═══ Listed records ═══

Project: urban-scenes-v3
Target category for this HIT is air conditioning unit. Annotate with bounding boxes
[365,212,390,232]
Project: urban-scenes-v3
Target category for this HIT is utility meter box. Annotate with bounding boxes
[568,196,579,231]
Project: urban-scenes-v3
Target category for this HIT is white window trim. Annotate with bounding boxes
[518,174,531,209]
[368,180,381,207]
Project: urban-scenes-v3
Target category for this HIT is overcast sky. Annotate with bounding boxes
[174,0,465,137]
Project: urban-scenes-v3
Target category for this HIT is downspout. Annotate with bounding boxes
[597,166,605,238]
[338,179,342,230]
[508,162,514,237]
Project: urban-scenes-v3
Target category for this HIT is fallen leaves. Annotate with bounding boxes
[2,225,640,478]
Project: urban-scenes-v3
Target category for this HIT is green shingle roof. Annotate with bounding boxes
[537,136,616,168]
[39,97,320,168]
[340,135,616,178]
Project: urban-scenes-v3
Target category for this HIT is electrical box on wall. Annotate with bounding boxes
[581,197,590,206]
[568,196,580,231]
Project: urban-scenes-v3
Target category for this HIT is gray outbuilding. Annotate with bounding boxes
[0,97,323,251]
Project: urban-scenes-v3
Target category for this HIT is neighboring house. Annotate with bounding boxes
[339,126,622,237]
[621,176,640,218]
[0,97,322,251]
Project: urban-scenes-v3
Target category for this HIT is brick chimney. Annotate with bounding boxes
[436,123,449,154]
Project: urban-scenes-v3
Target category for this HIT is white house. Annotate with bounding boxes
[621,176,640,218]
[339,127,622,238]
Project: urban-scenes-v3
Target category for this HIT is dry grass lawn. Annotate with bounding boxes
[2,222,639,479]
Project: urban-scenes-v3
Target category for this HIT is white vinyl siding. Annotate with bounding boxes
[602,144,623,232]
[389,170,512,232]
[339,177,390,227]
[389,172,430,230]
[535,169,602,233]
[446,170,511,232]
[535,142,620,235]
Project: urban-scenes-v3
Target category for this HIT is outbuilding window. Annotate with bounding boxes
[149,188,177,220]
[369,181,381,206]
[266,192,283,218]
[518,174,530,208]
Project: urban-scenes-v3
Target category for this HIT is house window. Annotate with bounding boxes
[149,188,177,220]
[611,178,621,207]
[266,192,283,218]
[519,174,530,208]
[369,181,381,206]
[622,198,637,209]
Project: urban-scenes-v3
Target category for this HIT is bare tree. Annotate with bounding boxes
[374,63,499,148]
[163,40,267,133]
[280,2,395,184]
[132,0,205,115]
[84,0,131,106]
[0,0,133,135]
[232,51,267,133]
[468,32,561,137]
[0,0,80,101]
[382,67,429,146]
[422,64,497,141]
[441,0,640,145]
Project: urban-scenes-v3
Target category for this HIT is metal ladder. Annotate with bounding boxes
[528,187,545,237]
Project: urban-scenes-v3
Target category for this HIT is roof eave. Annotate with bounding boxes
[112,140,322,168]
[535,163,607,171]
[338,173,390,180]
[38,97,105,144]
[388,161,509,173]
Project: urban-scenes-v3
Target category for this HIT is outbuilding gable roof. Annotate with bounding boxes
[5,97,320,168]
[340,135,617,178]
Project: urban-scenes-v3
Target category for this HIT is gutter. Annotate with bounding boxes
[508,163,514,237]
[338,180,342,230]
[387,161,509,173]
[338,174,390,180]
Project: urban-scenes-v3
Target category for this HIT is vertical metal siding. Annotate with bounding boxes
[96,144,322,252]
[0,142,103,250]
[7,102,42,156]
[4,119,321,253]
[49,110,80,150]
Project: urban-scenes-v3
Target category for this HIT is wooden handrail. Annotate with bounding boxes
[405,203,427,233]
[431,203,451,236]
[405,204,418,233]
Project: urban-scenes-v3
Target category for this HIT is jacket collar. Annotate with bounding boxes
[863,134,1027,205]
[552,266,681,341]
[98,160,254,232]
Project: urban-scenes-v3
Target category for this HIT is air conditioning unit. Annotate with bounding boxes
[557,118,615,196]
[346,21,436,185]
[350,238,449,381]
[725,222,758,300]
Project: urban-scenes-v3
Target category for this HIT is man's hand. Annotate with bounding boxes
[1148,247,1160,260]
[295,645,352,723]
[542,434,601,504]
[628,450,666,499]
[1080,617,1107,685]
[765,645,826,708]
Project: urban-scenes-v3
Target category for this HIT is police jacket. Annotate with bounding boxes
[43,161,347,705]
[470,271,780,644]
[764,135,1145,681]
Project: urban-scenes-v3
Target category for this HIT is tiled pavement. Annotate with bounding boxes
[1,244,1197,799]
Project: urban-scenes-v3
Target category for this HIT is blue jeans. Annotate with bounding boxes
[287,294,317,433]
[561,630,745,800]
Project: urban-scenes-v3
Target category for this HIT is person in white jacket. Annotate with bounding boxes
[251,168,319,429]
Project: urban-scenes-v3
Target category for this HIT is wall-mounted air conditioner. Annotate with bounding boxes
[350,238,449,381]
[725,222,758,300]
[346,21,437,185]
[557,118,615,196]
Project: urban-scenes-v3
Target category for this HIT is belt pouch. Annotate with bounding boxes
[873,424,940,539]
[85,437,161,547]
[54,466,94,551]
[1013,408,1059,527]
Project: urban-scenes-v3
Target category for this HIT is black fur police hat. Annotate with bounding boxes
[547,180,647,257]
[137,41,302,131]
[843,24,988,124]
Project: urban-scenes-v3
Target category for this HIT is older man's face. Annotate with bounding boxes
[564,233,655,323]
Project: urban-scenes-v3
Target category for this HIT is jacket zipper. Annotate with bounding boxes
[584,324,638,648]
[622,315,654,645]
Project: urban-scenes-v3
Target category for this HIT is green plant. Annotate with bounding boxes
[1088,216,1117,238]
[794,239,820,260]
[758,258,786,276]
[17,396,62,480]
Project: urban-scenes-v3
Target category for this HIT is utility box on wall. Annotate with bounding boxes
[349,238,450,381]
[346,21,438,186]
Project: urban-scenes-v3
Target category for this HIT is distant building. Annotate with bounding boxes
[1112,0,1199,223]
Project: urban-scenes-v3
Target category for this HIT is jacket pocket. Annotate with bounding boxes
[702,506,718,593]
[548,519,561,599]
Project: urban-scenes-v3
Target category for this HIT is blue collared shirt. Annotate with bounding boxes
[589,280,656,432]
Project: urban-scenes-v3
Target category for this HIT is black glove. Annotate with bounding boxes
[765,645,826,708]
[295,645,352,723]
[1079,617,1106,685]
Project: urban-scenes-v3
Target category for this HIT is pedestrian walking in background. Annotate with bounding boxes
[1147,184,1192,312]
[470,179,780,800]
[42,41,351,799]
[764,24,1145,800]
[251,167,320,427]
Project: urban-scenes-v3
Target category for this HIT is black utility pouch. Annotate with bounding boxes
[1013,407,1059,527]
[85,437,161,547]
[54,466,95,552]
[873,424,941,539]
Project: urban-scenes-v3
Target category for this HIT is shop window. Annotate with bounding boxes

═══

Exercise requirements: Every single entry is to be retyped exactly.

Output of the exercise:
Project: urban-scenes-v3
Target category for this HIT is air conditioning unit. Annotate with bounding boxes
[365,212,390,232]
Project: urban-scenes-v3
Target category for this HIT is utility meter box. Annotate with bounding boxes
[568,196,579,231]
Project: urban-scenes-v3
Target category for this HIT is white window trim. Annotate with bounding boxes
[518,174,531,209]
[368,180,381,207]
Project: urban-scenes-v3
Target category for this HIT is overcast sky. Annotate with bounding boxes
[174,0,465,137]
Project: urban-scenes-v3
Target category for this HIT is downspout. Annotate with bounding boxes
[597,166,605,238]
[338,179,342,230]
[508,162,514,237]
Project: urban-scenes-v3
Target category for this HIT is fallen leaves. Annotate with bounding boxes
[2,225,640,478]
Project: urban-scenes-v3
Target category for this HIT is green shingle roof. Annotate with bounding boxes
[537,136,616,168]
[39,97,320,168]
[340,135,616,178]
Project: urban-scenes-v3
Target category for this HIT is electrical box on wall. Annotate with bounding boxes
[581,197,590,206]
[568,196,580,231]
Project: urban-scenes-v3
Target category for this HIT is gray outbuilding. Annotate with bounding boxes
[0,97,323,251]
Project: urban-scenes-v3
Target category for this HIT is neighboring house. Annotate with bounding boxes
[339,126,622,237]
[621,176,640,218]
[0,97,322,251]
Project: urban-scenes-v3
Target category for this HIT is brick chimney. Annotate with bounding boxes
[436,123,449,154]
Project: urban-scenes-v3
Target category for this HIT is white house. Annotate with bounding boxes
[621,176,640,218]
[339,127,622,238]
Project: urban-scenes-v3
Target category for this HIT is dry grass lawn. Annotate with bounding boxes
[2,222,639,479]
Project: urban-scenes-v3
Target category for this HIT is white vinyl siding. Annotate with bounding boxes
[602,144,623,232]
[389,170,512,232]
[339,177,390,227]
[389,172,430,230]
[535,169,602,233]
[446,170,511,232]
[535,142,620,235]
Project: urban-scenes-v3
Target category for this HIT is outbuilding window. Annotate with bounding boxes
[149,188,177,220]
[369,181,381,206]
[266,192,283,218]
[518,174,530,208]
Project: urban-scenes-v3
Target category for this HIT is house window. Annotate with bounding boxes
[149,188,177,220]
[611,178,621,207]
[266,192,283,218]
[519,174,530,208]
[369,181,381,206]
[622,198,637,209]
Project: urban-scenes-v3
Target category for this HIT is bare tree. Annotate with bounding boxes
[374,63,499,148]
[163,40,267,133]
[280,2,395,184]
[132,0,205,115]
[84,0,131,106]
[0,0,133,135]
[232,51,267,133]
[468,32,561,137]
[0,0,80,101]
[382,67,429,146]
[422,64,497,141]
[441,0,640,145]
Project: urban-scenes-v3
Target category for this HIT is metal ladder. Annotate with bounding boxes
[528,187,545,237]
Project: urban-scenes-v3
Target category for this HIT is roof eave. Annotate with bounding boxes
[112,140,322,168]
[535,163,607,171]
[338,173,390,180]
[38,97,105,144]
[388,161,509,173]
Project: urban-scenes-v3
Target category for this HIT is outbuilding gable roof. Annotate with bounding boxes
[5,97,320,168]
[340,135,617,178]
Project: urban-scenes-v3
Target category for this HIT is gutter. Annotate with bounding boxes
[508,163,514,237]
[338,180,342,230]
[387,161,509,173]
[338,174,390,180]
Project: urban-scenes-v3
Target category for this HIT is vertical metal siding. Annotate with bounding boxes
[96,144,322,252]
[0,142,103,250]
[7,102,42,156]
[4,119,321,253]
[49,110,80,150]
Project: urban-scenes-v3
Target category for this HIT is wooden handrail. Annotate with bounding boxes
[405,203,427,233]
[431,203,451,236]
[405,204,418,233]
Project: urban-scenes-v3
Target category for this HIT is jacket collar. Annotate with bounding boxes
[863,134,1027,205]
[552,266,681,341]
[98,160,254,232]
Project: urban-scenes-v3
Target category for this HIT is air conditioning unit. Annotate with bounding boxes
[557,118,615,196]
[346,21,436,185]
[350,238,449,381]
[725,222,758,300]
Project: urban-scenes-v3
Target category for this HIT is man's hand. Annotate with bounding boxes
[1148,247,1160,260]
[295,645,352,723]
[542,434,601,504]
[628,450,666,499]
[1080,617,1107,685]
[765,645,826,708]
Project: urban-scenes-v3
Target category for this HIT is police jacket. Annotate with bounding boxes
[43,161,347,705]
[470,271,780,644]
[764,135,1145,681]
Project: urban-scenes-v3
Target category for this HIT is tiled pavement. Annotate with bounding boxes
[1,244,1197,799]
Project: urban-scenes-v3
Target category for this HIT is blue jeans. Annotate with bounding boxes
[287,294,317,433]
[561,630,745,800]
Project: urban-scenes-v3
Target category for this HIT is person in white jacket. Annotate with bounding boxes
[251,168,319,429]
Project: urban-scenes-v3
Target category for this HIT is wall-mounted air conditioner. Annotate with bounding boxes
[350,238,449,381]
[725,222,758,300]
[346,21,437,185]
[557,118,615,196]
Project: urban-scenes-v3
Target category for this HIT is belt pouch. Annotate with bounding boxes
[873,424,940,539]
[85,437,161,547]
[54,466,94,551]
[1013,408,1059,527]
Project: urban-scenes-v3
Target category for this HIT is black fur police hat. Annotate with bounding boxes
[547,180,647,257]
[137,41,302,131]
[843,24,988,124]
Project: urban-scenes-v3
Target category for this HIT is older man's face. Annotate with bounding boxes
[564,233,655,323]
Project: urban-scenes-v3
Target category for this HIT is jacket zipper. Annotate with bounding boxes
[584,324,638,648]
[622,315,654,645]
Project: urban-scenes-v3
Target category for this HIT is green plant. Annotate with bounding boxes
[1088,216,1117,238]
[794,239,820,260]
[758,258,786,276]
[17,396,62,480]
Project: urban-scenes-v3
Target category for this HIT is utility box on wall. Annotate with bounding boxes
[349,238,450,381]
[346,21,438,186]
Project: urban-scenes-v3
Target category for this HIT is distant building. Annotate with bounding boxes
[1112,0,1199,223]
Project: urban-scenes-v3
Target category for this HIT is jacket pocket. Annotate with bounding boxes
[702,506,718,593]
[548,519,561,599]
Project: urban-scenes-v3
Target category for this HIT is blue collared shirt. Annotate with bounding boxes
[589,280,656,432]
Project: urban-scenes-v3
Target category for this HIT is black glove. Annotate with bounding boxes
[765,645,826,708]
[295,645,352,723]
[1079,617,1106,685]
Project: urban-scenes-v3
Target category for this HIT is pedestrian walking in background. Annotate with bounding boxes
[1147,184,1192,312]
[470,179,780,800]
[42,41,351,799]
[764,24,1145,800]
[251,167,320,427]
Project: urban-scenes-v3
Target category for this HIT is black utility pouch. Annotate with bounding boxes
[1013,407,1059,527]
[85,437,161,547]
[54,466,95,552]
[873,424,941,539]
Project: urban-scenes-v3
Target category for this HIT is shop window. Annotate with bounding boxes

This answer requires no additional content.